Given passage

According to an aspect of the present disclosure, it is possible to provide a multilayer electronic component capable of suppressing occurrence of cracks while suppressing a decrease in electrostatic capacitance.

BRIEF DESCRIPTION OF THE DRAWINGS

FIG. 1 is a cross-sectional view of a multilayer electronic component of an embodiment.

FIG. 2A is a cross-sectional view illustrating a case where electrode discontinuity portions are small, FIG. 2B is a cross-sectional view illustrating a case where the electrode discontinuity portions are large, and FIG. 2C is a cross-sectional view illustrating a case where many small electrode discontinuity portions and a few large electrode discontinuity portions are formed.

FIG. 3 is a view for explaining a stray capacitance.

FIG. 4 is a view illustrating an observation surface of a first sample.

FIG. 5 is a view illustrating an observation surface of a second sample.

FIG. 6 is a view illustrating electrode discontinuity portions on the observation surface of the first sample.

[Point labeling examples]

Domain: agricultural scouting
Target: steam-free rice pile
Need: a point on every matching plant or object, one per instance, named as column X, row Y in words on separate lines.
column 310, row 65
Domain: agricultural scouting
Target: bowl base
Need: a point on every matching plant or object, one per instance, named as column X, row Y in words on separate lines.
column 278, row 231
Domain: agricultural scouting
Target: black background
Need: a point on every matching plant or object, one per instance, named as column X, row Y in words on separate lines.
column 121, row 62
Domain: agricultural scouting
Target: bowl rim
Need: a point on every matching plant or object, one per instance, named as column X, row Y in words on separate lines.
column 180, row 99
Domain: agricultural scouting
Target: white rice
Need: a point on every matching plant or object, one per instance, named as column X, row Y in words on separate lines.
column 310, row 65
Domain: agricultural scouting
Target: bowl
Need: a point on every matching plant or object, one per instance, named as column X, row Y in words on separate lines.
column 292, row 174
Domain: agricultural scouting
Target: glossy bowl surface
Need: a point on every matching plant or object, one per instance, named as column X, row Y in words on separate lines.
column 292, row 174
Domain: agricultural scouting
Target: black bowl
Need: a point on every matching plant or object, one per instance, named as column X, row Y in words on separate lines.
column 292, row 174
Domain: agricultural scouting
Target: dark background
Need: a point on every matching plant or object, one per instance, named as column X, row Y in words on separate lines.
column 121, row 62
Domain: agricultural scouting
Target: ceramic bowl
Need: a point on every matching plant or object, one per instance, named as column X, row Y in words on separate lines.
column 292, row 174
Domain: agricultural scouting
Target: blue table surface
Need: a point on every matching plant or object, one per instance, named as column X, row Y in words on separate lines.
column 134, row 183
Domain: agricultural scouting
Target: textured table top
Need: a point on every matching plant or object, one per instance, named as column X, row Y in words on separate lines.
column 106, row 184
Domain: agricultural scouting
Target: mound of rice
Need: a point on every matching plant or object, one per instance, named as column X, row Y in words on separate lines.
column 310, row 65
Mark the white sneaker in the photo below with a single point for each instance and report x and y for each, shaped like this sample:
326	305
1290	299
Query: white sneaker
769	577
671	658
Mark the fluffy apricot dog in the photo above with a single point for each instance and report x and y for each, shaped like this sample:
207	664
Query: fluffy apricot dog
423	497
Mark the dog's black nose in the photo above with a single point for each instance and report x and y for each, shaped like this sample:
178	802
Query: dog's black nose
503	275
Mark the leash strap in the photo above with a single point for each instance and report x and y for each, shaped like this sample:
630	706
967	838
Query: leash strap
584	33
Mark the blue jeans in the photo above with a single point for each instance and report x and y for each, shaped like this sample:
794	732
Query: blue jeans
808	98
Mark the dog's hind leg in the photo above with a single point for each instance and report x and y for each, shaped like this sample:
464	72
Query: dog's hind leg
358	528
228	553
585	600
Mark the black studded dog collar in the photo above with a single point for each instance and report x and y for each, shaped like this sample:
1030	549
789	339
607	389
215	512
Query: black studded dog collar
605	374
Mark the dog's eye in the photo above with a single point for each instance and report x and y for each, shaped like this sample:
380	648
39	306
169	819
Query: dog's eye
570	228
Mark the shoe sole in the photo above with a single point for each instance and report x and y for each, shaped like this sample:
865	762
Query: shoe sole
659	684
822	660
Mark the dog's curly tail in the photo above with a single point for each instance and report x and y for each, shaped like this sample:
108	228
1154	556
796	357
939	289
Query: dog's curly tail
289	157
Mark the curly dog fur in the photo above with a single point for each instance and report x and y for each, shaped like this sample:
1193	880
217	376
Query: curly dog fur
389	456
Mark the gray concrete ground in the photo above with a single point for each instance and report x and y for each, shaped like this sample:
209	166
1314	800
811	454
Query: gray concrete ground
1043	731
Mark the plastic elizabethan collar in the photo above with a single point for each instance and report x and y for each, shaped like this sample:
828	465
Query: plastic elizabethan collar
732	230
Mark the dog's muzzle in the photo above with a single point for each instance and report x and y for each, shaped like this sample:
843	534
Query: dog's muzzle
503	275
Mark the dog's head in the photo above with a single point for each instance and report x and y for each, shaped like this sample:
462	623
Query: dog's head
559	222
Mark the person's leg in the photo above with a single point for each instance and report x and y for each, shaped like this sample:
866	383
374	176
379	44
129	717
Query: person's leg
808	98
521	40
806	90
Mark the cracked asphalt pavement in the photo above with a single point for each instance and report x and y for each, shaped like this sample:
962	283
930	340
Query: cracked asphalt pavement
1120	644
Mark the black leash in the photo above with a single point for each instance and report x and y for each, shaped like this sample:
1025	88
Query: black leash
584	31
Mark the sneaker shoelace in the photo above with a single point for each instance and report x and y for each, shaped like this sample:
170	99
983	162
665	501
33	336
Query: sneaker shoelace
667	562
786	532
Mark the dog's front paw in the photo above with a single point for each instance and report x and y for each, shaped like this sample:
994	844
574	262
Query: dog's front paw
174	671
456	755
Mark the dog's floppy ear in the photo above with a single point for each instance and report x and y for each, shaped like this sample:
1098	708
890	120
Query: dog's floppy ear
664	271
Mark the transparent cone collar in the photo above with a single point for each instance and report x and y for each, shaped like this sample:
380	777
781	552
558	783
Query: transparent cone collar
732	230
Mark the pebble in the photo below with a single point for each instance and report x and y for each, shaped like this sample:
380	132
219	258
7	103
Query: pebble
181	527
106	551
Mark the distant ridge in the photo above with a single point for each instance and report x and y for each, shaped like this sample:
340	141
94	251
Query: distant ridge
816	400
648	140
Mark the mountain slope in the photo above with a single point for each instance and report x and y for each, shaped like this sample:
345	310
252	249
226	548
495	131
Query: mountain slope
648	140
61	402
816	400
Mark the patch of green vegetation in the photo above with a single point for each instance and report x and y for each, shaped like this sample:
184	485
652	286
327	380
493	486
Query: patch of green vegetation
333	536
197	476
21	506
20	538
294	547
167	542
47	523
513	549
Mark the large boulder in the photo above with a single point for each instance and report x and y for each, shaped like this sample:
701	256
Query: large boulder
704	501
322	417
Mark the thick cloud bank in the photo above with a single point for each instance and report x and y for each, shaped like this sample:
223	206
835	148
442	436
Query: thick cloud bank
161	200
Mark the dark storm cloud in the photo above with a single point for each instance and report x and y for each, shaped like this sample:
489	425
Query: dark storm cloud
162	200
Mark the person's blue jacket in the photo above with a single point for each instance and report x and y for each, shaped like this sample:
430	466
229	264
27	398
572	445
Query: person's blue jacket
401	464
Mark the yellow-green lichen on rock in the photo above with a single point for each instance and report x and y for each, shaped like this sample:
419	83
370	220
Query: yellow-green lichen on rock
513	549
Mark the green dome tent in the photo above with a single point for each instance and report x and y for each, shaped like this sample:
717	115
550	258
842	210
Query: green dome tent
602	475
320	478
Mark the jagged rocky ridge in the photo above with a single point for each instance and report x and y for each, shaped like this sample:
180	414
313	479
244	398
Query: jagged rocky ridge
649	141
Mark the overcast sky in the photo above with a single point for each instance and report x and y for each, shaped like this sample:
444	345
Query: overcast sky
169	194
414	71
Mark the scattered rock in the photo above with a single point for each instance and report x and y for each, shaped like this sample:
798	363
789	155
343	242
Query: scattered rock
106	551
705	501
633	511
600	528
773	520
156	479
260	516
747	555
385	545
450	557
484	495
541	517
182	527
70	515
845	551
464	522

Tasks to complete
• A. In the passage on multilayer electronic components, copy the text from "FIG. 2A is a" up to and including "a second sample.".
• B. Count the lines in the rows that contain the string "slope", and give only the number.

Solutions by task
• A.
FIG. 2A is a cross-sectional view illustrating a case where electrode discontinuity portions are small, FIG. 2B is a cross-sectional view illustrating a case where the electrode discontinuity portions are large, and FIG. 2C is a cross-sectional view illustrating a case where many small electrode discontinuity portions and a few large electrode discontinuity portions are formed.

FIG. 3 is a view for explaining a stray capacitance.

FIG. 4 is a view illustrating an observation surface of a first sample.

FIG. 5 is a view illustrating an observation surface of a second sample.

• B. 2